» Written task:
Return every line of the records that contains the word "plate", matching case exactly.

» Data excerpts:
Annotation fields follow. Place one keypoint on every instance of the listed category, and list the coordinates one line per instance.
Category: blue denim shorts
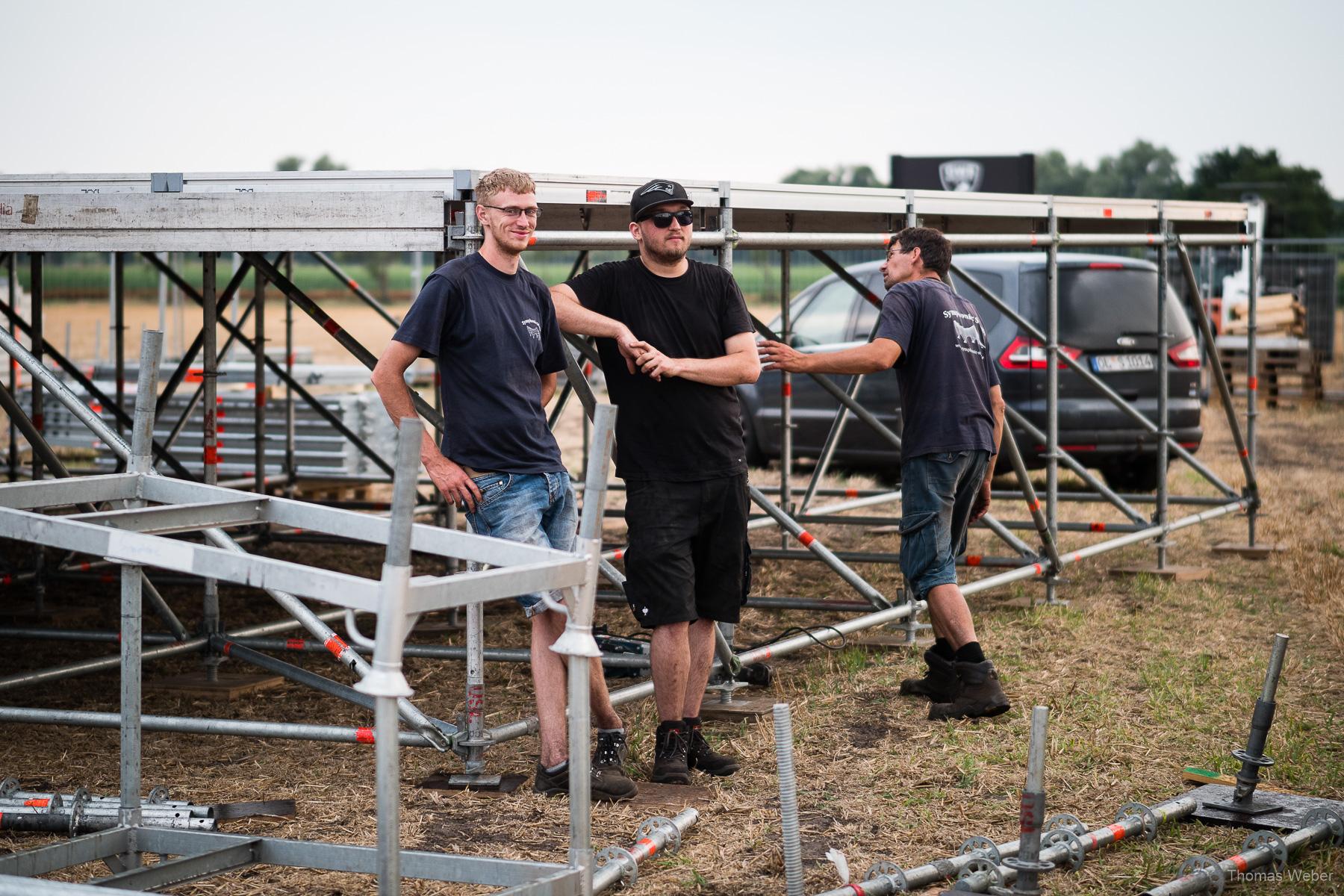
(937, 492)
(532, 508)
--
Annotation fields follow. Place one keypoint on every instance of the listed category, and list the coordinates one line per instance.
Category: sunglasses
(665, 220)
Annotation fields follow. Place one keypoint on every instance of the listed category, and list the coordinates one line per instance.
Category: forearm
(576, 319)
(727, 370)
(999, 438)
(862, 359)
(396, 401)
--
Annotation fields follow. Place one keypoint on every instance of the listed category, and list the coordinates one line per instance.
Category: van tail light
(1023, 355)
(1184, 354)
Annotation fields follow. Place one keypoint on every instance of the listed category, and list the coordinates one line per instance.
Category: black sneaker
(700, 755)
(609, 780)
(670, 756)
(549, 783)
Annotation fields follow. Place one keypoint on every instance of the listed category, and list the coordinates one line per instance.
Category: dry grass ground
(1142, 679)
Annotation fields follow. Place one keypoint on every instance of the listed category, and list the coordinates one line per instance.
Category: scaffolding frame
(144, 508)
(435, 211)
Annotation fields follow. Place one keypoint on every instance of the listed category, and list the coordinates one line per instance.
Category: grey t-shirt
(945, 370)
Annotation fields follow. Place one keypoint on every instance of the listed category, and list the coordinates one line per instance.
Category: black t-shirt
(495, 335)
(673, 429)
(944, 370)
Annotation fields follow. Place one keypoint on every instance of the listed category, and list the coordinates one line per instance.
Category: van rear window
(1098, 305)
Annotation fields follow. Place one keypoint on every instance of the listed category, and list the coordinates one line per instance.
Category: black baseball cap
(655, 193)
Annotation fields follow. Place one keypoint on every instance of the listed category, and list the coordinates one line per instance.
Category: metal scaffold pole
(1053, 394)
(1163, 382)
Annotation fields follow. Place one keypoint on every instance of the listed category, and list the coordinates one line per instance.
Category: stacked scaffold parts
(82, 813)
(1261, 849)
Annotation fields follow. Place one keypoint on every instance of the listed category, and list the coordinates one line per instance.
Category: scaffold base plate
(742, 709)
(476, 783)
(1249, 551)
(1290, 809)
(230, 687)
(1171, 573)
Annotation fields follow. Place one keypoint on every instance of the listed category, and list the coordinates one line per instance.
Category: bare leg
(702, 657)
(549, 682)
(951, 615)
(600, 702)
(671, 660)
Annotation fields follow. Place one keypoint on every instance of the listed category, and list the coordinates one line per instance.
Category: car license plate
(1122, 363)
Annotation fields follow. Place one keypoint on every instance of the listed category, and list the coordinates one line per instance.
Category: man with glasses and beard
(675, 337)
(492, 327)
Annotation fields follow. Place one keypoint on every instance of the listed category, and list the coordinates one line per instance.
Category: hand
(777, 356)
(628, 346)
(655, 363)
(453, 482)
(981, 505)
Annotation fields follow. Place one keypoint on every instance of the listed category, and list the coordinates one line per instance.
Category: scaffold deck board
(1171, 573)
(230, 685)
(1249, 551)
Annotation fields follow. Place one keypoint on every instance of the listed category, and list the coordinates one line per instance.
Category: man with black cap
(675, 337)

» Response to this exercise:
Category: scaffold base plate
Category: car license plate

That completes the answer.